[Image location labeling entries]
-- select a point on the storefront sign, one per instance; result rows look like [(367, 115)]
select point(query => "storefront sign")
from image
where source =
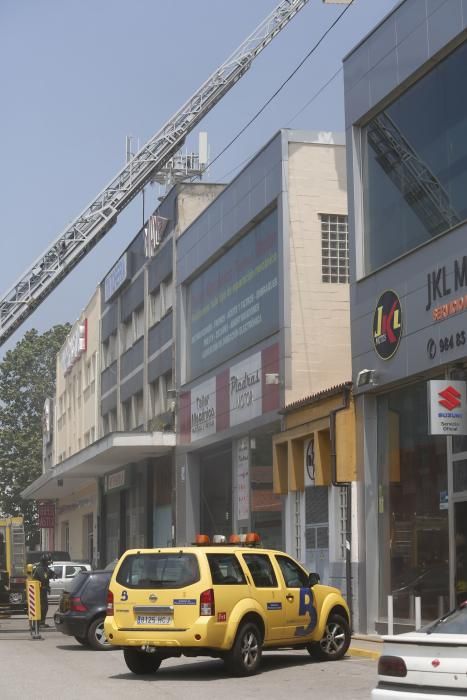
[(117, 276), (203, 410), (243, 479), (46, 515), (447, 407), (245, 390), (235, 395), (437, 288), (387, 325), (115, 481), (75, 344), (234, 303)]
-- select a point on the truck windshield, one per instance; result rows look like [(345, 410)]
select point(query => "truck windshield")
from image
[(158, 570)]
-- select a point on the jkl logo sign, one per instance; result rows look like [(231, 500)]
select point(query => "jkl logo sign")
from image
[(387, 325)]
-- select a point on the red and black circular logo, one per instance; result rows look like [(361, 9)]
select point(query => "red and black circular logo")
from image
[(387, 324)]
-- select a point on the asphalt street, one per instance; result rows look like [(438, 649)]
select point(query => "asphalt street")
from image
[(58, 665)]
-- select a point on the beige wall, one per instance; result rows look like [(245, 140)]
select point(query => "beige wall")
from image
[(76, 407), (320, 322), (192, 201)]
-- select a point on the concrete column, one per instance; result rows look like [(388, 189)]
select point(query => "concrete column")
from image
[(188, 497)]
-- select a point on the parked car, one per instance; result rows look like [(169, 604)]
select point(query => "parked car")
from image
[(429, 664), (82, 609), (35, 556), (64, 572), (224, 601)]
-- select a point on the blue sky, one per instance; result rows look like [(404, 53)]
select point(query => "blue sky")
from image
[(78, 76)]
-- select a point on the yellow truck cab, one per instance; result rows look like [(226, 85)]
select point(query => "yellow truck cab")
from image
[(228, 601)]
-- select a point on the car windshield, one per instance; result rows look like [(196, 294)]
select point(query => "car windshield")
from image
[(158, 570), (455, 622), (76, 582)]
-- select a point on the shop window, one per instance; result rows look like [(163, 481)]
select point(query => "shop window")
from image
[(266, 506), (109, 350), (334, 248), (65, 536), (413, 517)]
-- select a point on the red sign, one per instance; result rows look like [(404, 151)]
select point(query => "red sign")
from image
[(450, 398), (46, 515)]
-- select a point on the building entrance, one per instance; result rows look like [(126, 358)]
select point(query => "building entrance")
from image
[(216, 492), (460, 540)]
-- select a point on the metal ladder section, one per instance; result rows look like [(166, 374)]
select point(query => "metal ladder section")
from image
[(418, 185), (80, 236)]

TASK: Each record must be quoted in full and exactly. Do not include the pictures.

THE SOLUTION:
-- select a point on the storefront sign, one per instance; result rows look like [(367, 115)]
select point(query => "storefront sign")
from image
where source =
[(117, 276), (203, 410), (243, 479), (46, 515), (447, 407), (245, 390), (235, 395), (437, 288), (387, 325), (115, 481), (75, 344), (234, 303)]
-- select a point on the truck windshield, one per instance; result rows look like [(345, 410)]
select point(query => "truck windshield")
from image
[(158, 570)]
-- select a point on the jkl logo sign, one per instance; result rows look like [(231, 500)]
select point(query => "jkl logo sign")
from image
[(387, 325)]
-- select a point on the red and black circular logo, one per instance; result rows look like [(361, 9)]
select point(query => "red and black circular logo")
from image
[(387, 324)]
-- select a point on the asphalt street, one per instance; result rows look like [(438, 649)]
select point(query => "asphalt street")
from image
[(58, 665)]
-- select a point on the beige wall, one per instance; result rows look like [(245, 140)]
select point(query => "beige wall")
from image
[(76, 407), (320, 322), (192, 201)]
-- select a point on the concrete column, one per instance; result rows look like [(388, 189)]
select point(query => "concrete column")
from image
[(188, 497)]
-- select a point on the parked car, one per instance; result rows look like [(169, 604)]
select point(query => "parked car")
from image
[(429, 664), (82, 609), (35, 556), (64, 572), (224, 601)]
-- select a point on the blue sky, one per instance; result rows look like [(404, 53)]
select point(query => "blue sky")
from image
[(78, 76)]
-- select a point on the yellow truck cab, one per instance; result rows look like [(226, 85)]
select point(query => "yellow truck cab")
from image
[(228, 601)]
-- select a point on the car windshield, one per instance; result rows look like [(196, 294)]
select point(query => "car windshield")
from image
[(158, 570), (455, 622), (76, 582)]
-- select a point on the shop window, one per instance; result rows look like [(163, 481)]
select point(query => "shop window")
from image
[(266, 506), (109, 350), (334, 248), (65, 536), (413, 517)]
-- select a point on the red sign, one per instance; result rows look like [(404, 151)]
select point(query => "red sign")
from image
[(450, 398), (46, 515)]
-- select a point on the building entrance, one per instance; result rows look like [(126, 358)]
select point(query => "building entrance")
from image
[(216, 492), (460, 540)]
-- select a point on the metal ladder section, one per instance; result rows look like [(166, 374)]
select point(query => "metal ladder section")
from image
[(418, 185), (80, 236)]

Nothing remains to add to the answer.